§ Stated goal 1
In the article about gangs resurfacing, what was the name of the strongest gang that the Royal Bhutan Police disbanded?
--- START OF Selected text ---
Gangs resurface

Royal Bhutan Police (RBP) prepares to crack down gangs

Usha Drukpa & Sonam Dorji, Thimphu

 

Few years back, the Royal Bhutan Police (RBP) resolutely cleaned Thimphu and made it a “gang” free city. Though a massive task, the RBP succeeded, especially in disbanding the then strongest gang called MB boys. However, gangs have mushroomed again, growing and going beyond Thimphu and reaching even Trashigang.

While the RBP is aware of this and collecting information to eradicate this social malice, gangs continue to grow, with new members joining different gangs. In an investigative venture into the world of the gangs, The Journalist has unveiled several aspects of the gang culture and their roots.
--- END OF Selected text ---
--- START OF Source records ---
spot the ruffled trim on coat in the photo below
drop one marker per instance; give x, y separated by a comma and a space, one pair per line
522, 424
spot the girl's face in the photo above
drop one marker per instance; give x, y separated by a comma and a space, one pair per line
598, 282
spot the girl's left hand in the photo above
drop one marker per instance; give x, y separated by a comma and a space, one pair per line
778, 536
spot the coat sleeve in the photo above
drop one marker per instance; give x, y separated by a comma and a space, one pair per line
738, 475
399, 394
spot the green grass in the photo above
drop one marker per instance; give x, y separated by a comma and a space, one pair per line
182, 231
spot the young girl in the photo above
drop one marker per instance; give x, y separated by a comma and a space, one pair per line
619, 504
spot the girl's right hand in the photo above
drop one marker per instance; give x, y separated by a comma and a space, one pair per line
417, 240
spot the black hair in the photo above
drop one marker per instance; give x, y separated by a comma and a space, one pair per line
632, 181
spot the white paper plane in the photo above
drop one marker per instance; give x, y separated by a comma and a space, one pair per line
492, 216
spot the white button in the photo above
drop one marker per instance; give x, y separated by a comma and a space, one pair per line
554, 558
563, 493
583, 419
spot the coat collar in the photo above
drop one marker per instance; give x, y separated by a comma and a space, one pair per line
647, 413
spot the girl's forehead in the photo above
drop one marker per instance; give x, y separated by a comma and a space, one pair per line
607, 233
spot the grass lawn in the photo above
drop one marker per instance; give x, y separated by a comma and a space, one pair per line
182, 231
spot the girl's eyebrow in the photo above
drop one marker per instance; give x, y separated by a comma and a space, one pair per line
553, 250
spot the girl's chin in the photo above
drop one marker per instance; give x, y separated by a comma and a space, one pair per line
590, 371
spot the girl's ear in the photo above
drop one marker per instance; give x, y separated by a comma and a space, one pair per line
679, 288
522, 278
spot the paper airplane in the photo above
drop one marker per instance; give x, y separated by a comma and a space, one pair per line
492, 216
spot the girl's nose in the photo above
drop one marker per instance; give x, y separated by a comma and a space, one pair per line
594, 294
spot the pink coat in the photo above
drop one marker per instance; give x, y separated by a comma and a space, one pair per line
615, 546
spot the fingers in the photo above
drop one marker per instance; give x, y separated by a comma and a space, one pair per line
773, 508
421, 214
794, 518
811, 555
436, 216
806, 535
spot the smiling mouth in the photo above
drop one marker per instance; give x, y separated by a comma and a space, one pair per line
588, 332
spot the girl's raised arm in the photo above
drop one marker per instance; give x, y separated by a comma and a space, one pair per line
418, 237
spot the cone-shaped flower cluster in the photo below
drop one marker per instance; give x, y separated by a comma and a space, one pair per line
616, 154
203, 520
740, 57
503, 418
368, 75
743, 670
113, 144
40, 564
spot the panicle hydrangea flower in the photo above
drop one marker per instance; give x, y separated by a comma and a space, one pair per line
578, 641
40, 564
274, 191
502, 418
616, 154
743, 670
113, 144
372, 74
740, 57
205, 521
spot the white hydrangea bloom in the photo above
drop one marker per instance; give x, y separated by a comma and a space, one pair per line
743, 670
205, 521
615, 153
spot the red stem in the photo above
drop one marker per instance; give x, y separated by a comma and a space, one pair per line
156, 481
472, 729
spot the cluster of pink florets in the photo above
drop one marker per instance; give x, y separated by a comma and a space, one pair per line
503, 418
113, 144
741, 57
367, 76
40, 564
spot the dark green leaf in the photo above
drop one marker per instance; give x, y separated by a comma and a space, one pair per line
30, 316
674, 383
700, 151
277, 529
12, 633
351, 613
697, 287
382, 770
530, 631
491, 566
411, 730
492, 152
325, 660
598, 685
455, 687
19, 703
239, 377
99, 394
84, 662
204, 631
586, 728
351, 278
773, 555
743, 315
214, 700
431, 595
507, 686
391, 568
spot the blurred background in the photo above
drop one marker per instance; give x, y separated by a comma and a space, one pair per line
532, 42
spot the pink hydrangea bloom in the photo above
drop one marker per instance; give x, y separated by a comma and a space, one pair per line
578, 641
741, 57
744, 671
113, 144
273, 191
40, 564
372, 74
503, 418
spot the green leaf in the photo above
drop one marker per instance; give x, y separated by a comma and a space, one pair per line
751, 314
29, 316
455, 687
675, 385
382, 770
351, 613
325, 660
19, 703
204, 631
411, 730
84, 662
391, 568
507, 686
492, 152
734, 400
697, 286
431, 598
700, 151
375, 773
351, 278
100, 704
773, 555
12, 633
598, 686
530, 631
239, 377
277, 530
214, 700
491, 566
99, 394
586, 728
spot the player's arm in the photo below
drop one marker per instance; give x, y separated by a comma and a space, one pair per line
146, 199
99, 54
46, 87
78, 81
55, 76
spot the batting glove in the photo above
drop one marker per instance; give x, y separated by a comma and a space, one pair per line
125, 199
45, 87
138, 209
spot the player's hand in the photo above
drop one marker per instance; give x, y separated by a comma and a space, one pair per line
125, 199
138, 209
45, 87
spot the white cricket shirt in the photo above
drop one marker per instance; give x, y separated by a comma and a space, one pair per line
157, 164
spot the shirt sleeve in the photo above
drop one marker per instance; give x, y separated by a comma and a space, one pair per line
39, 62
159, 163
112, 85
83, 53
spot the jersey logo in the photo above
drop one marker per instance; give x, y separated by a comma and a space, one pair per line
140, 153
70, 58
--- END OF Source records ---
§ Stated goal 2
Report how many lines of the listing above contain the word "green", giving only the number.

§ Finished answer 1
The MB boys.

§ Finished answer 2
3